*** Text segment ***
Our consolidated financial statements are prepared in accordance with IFRS as issued by the IASB. The preparation of our consolidated financial statements requires us to make estimates, assumptions and judgments that affect the reported amounts of assets, liabilities, costs and expenses. We base our estimates and assumptions on historical experience and other factors that we believe to be reasonable under the circumstances. We evaluate our estimates and assumptions on an ongoing basis. Our actual results may differ from these estimates. Our most critical accounting policies are summarized below. See note 2.4 to our consolidated financial statements beginning on page F-1 of this annual report for a description of our other significant accounting policies.

Research and development costs

All research costs are charged to expense as incurred. Expenditure incurred on projects to develop new products is capitalized and deferred only when we can demonstrate the technical feasibility of completing the intangible asset so that it will be available for use or sale, our intention to complete and our ability to use or sell the asset, how the asset will generate future economic benefits, the availability of resources to complete the project and our ability to measure reliably the expenditure during the development. Product development expenditure which does not meet these criteria is expensed when incurred.
*** End of Text segment ***
*** Extracted data ***
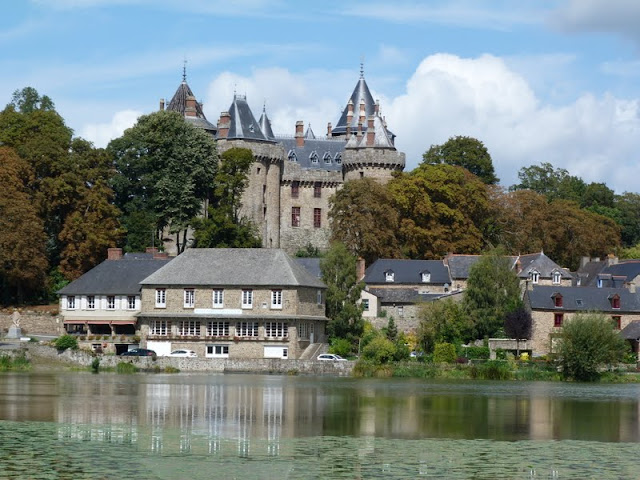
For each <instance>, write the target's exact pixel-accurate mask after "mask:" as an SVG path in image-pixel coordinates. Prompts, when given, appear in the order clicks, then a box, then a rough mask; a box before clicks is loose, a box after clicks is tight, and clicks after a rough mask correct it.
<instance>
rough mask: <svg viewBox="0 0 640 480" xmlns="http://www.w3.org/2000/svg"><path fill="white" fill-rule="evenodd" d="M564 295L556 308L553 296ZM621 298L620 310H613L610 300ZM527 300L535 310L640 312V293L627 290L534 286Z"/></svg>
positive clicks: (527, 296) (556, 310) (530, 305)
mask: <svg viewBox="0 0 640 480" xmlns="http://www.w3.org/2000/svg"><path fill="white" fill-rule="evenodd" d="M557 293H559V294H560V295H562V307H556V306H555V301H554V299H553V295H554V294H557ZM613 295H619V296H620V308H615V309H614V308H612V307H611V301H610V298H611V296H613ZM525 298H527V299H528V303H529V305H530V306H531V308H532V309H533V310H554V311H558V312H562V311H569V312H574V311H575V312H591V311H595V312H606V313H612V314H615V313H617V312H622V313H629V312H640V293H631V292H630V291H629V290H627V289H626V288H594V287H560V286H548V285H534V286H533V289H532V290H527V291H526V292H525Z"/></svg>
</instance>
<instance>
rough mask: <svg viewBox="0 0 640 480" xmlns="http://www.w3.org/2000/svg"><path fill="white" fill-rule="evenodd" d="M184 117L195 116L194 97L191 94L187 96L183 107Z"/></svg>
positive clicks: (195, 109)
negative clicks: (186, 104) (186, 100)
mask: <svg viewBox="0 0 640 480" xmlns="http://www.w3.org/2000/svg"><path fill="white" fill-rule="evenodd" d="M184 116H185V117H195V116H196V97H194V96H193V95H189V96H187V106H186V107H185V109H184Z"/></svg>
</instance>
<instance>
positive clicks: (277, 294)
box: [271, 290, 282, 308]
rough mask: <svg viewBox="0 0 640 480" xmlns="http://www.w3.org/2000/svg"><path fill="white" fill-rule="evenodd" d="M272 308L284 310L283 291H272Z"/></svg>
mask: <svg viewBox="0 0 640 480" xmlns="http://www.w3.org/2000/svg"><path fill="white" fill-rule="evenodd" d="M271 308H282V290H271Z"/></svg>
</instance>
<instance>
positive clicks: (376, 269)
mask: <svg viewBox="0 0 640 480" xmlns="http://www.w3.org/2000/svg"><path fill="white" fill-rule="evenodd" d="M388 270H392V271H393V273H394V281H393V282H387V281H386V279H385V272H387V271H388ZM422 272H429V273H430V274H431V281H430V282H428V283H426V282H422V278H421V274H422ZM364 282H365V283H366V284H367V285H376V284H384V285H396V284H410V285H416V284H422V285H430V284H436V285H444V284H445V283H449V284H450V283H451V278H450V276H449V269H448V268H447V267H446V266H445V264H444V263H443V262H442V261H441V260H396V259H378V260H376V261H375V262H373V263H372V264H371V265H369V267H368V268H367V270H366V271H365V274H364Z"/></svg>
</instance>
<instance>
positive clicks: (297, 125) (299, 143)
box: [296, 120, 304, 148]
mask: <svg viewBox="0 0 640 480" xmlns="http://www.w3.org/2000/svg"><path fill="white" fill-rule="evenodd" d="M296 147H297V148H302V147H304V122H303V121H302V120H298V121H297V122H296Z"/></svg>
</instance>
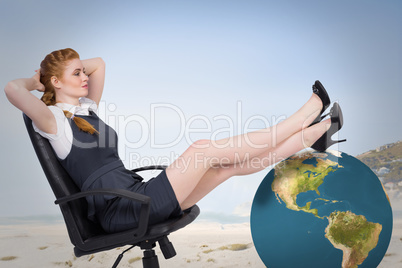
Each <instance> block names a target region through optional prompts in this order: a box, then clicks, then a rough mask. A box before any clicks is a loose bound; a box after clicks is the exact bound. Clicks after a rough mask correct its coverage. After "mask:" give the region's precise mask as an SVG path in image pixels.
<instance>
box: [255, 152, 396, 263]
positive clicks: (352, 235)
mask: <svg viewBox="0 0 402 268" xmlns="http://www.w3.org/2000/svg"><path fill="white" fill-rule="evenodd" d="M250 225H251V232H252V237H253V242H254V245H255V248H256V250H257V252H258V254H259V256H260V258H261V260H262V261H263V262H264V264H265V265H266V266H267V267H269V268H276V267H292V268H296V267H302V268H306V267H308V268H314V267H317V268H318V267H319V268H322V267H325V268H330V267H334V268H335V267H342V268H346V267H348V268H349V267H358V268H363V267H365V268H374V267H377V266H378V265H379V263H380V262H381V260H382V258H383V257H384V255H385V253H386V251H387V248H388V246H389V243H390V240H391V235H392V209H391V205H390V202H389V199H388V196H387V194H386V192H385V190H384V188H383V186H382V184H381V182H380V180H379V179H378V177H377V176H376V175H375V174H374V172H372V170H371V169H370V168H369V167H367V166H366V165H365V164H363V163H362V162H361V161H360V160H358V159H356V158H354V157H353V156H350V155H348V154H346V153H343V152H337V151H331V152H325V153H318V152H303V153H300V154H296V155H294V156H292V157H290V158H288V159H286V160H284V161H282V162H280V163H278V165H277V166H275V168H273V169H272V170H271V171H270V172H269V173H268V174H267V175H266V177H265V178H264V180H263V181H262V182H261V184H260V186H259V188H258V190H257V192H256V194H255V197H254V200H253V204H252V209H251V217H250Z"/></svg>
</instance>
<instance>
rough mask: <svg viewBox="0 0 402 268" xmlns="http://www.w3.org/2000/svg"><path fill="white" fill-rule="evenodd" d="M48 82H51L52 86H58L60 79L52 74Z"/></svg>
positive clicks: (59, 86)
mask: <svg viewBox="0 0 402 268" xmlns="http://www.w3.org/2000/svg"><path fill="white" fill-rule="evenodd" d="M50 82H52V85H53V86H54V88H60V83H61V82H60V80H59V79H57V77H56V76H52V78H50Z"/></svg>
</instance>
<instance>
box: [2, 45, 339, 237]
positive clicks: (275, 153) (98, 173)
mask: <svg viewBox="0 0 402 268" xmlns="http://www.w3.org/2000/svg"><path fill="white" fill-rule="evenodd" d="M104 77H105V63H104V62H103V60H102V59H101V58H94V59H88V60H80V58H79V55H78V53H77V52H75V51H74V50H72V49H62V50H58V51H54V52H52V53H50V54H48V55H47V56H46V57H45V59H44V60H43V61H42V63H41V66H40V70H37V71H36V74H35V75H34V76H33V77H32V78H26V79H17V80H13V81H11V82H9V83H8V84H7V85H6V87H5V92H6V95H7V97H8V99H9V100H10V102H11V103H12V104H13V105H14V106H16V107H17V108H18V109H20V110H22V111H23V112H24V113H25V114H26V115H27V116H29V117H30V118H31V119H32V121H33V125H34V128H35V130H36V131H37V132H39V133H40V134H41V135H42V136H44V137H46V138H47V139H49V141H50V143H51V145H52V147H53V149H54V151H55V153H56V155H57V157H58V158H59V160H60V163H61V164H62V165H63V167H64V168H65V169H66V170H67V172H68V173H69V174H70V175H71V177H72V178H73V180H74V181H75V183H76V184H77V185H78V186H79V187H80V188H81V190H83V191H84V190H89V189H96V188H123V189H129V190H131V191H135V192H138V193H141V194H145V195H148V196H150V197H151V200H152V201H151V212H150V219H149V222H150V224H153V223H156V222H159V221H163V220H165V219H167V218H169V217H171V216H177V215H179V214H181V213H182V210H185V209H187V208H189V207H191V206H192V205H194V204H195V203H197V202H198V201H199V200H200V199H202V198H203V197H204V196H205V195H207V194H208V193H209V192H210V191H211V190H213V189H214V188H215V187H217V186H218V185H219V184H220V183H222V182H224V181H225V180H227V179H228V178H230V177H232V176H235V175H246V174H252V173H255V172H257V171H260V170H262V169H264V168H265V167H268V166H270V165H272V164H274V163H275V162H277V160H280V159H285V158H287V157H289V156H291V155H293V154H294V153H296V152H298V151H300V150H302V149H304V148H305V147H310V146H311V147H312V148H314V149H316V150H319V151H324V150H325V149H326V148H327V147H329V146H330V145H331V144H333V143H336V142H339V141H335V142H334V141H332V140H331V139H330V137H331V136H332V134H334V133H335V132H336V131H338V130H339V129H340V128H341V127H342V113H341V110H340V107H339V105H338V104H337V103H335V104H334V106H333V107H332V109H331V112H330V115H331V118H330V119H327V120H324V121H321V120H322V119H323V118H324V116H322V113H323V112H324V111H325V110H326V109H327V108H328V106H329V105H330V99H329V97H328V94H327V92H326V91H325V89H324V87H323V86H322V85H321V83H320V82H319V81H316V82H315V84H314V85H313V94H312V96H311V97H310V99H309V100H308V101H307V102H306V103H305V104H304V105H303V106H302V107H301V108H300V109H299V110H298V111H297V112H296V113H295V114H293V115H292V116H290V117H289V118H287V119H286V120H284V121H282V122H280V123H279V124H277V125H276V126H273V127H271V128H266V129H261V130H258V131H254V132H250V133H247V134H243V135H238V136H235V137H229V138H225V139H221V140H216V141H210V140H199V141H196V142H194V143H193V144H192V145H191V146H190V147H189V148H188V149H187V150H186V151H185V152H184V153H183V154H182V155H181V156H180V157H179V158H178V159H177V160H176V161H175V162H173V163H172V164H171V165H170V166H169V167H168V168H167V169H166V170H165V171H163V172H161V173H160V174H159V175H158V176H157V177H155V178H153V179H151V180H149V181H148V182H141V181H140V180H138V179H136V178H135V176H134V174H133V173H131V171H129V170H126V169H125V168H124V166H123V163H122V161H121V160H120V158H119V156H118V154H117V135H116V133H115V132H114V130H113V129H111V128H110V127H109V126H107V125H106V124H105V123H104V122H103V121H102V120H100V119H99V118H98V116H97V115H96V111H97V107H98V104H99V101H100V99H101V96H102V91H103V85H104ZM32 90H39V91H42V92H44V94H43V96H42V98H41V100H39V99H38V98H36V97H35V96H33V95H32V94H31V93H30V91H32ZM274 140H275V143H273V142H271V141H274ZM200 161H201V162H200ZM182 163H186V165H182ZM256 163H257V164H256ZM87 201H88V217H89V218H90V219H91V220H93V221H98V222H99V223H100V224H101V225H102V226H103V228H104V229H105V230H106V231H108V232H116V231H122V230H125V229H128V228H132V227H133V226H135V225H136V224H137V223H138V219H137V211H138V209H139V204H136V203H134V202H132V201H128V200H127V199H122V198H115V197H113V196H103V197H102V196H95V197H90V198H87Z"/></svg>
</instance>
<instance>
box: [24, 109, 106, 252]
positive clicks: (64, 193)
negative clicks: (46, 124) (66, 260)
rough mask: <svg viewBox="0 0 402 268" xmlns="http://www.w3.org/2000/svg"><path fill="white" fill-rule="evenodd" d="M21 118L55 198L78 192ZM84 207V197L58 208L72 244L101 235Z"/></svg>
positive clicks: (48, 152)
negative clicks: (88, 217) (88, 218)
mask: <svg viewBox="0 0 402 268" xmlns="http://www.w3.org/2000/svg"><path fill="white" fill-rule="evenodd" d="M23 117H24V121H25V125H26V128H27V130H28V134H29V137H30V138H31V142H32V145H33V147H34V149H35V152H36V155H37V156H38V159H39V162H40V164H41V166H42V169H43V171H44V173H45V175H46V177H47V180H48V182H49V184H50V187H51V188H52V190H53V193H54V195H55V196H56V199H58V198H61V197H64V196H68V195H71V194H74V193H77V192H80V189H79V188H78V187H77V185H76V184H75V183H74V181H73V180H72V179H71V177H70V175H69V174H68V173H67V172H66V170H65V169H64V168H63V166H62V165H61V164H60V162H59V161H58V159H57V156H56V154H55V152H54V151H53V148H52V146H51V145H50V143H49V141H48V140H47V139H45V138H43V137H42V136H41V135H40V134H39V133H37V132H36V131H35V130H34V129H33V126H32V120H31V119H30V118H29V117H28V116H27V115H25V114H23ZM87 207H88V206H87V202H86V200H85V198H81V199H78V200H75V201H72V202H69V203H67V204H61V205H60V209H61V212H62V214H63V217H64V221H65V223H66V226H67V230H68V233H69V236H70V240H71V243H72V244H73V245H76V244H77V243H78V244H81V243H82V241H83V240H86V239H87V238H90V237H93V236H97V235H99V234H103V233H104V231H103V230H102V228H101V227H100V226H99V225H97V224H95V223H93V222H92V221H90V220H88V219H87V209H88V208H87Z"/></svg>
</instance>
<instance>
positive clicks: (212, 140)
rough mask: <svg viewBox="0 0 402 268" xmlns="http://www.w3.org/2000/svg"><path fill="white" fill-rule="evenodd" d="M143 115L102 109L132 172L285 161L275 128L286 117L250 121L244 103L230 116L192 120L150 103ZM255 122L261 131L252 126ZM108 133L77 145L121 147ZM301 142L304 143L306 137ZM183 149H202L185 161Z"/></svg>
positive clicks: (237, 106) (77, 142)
*** End of Extracted data ***
● **Using the information**:
1. In the accounting policies text, how are all research costs treated?
2. Continue the accounting policies text from its final sentence.

● **Answers to the exercises**:
1. All research costs are charged to expense as incurred.

2.
Share-based payments

We operate a share option scheme for the purpose of providing incentives and rewards to eligible participants who contribute to the success of our operations. Employees (including directors) receive remuneration in the form of share-based payments, whereby employees render services as consideration for equity instruments, or equity settled transactions.

The cost of equity-settled transactions with employees for grants is measured by reference to the fair value at the date at which they are granted. The fair value is determined by an external valuer using a binomial model, further details of which are given in note 19 of our consolidated financial statements included elsewhere in this annual report.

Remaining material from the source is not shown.